▶ **EXERCISE BRIEF**
When you reach the line containing "x=210, y=325" in the entries below, start writing out each line exactly, and stop after the line containing "x=440, y=230".
==========
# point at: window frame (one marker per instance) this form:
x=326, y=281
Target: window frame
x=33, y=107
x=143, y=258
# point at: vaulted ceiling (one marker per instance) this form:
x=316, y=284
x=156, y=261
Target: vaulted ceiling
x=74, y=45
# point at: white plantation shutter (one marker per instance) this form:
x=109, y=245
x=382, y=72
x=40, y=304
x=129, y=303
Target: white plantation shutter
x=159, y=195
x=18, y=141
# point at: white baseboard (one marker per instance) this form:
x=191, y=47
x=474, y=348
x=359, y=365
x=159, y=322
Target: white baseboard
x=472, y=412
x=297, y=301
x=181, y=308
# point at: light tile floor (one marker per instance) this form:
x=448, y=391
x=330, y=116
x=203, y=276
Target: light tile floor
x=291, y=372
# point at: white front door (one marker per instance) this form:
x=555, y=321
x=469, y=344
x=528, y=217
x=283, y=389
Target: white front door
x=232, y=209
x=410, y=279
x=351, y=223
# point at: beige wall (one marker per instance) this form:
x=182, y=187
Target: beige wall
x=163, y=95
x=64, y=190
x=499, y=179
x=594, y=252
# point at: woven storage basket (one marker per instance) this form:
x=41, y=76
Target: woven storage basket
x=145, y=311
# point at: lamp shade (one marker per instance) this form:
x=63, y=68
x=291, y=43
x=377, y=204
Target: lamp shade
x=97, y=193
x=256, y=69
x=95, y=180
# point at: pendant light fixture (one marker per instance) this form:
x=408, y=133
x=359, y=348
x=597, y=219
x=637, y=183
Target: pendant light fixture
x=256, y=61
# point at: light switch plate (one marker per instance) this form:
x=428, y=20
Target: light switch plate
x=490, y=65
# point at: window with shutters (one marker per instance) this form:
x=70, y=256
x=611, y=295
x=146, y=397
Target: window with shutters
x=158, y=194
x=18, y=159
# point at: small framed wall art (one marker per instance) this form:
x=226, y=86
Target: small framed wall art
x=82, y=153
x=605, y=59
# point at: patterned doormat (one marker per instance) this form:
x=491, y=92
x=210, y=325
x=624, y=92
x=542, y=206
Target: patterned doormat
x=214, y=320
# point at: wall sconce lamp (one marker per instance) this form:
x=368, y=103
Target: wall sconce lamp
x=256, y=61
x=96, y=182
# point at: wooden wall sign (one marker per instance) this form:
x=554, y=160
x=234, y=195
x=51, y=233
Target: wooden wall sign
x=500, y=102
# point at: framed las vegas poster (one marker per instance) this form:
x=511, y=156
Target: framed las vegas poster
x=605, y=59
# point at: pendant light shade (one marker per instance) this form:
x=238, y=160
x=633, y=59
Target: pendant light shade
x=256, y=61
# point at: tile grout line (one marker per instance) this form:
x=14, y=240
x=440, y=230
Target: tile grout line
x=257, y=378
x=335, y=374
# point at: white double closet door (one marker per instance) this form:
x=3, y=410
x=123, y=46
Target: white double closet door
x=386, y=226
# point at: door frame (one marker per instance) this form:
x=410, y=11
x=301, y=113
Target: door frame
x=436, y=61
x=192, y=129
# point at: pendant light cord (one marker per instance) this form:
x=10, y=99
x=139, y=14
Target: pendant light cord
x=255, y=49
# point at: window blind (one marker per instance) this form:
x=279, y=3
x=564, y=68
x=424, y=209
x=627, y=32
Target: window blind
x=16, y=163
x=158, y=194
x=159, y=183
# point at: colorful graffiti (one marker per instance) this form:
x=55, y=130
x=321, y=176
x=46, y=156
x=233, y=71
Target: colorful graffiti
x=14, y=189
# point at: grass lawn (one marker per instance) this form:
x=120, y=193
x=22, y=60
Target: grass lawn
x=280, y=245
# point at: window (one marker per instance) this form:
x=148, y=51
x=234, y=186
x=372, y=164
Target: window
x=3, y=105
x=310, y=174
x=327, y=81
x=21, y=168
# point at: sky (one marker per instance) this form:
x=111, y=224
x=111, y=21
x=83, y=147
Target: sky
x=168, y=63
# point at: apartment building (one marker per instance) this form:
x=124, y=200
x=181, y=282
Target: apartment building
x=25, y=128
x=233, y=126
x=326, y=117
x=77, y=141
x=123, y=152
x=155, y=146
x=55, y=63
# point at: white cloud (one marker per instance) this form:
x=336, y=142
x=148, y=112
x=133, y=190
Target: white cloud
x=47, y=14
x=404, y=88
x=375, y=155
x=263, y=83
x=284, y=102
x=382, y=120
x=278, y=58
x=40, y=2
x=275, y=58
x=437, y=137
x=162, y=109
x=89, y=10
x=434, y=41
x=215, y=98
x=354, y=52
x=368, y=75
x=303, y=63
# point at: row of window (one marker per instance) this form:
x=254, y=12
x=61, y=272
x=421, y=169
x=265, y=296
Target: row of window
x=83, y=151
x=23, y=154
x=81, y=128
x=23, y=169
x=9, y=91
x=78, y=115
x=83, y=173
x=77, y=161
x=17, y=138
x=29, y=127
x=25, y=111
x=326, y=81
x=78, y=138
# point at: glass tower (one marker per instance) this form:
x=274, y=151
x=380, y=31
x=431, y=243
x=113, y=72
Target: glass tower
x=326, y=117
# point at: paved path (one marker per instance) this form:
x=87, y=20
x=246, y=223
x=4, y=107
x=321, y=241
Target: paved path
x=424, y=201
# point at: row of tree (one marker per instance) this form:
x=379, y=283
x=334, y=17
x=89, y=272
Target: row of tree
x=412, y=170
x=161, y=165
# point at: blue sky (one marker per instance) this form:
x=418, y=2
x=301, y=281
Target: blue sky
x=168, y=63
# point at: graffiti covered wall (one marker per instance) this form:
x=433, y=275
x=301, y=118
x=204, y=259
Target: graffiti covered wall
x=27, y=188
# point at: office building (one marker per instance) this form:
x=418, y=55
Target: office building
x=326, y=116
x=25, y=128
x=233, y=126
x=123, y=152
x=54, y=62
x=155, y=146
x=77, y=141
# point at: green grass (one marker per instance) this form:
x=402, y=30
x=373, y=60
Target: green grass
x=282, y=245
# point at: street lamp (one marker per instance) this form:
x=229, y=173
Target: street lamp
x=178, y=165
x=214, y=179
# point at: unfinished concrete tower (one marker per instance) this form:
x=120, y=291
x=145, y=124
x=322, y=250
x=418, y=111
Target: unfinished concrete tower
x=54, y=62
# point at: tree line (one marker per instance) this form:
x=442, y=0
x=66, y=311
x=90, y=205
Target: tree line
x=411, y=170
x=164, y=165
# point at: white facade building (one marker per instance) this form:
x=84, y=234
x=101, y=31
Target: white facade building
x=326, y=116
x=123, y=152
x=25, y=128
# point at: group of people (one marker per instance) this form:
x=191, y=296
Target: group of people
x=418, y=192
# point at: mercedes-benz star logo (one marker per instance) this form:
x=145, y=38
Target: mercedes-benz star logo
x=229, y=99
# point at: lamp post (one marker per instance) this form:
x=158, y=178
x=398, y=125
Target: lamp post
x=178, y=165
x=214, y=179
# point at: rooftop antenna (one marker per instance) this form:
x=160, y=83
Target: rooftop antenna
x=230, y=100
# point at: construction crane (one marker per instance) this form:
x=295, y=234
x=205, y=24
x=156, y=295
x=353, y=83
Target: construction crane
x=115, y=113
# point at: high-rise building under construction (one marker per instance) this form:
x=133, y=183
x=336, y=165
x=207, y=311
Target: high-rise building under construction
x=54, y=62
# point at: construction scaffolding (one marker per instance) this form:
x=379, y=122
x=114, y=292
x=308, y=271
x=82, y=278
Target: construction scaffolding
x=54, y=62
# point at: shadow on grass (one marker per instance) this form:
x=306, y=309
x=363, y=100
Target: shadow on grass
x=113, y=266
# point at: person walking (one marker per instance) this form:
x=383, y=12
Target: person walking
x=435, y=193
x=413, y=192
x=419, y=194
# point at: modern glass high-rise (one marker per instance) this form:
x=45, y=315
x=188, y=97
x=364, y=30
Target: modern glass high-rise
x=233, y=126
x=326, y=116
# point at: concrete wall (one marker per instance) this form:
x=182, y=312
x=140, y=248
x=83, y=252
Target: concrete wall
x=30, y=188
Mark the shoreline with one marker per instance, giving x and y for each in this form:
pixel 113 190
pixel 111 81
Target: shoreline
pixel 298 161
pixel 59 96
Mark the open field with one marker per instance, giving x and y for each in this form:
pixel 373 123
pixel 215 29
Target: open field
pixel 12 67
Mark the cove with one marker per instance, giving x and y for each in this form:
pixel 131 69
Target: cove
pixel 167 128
==========
▶ **YOUR SOLUTION**
x=210, y=325
x=624, y=92
x=542, y=206
Target: patterned doormat
x=214, y=320
# point at: wall sconce lamp (one marker per instance) this form:
x=368, y=103
Target: wall sconce lamp
x=256, y=61
x=96, y=182
# point at: wooden wall sign (one marker per instance) this form:
x=554, y=160
x=234, y=195
x=51, y=233
Target: wooden wall sign
x=500, y=102
# point at: framed las vegas poster (one marker per instance) this form:
x=511, y=156
Target: framed las vegas poster
x=605, y=59
# point at: pendant light shade (one marker per instance) this form:
x=238, y=160
x=633, y=59
Target: pendant light shade
x=256, y=61
# point at: tile grout line (one marker per instance) this form:
x=14, y=240
x=440, y=230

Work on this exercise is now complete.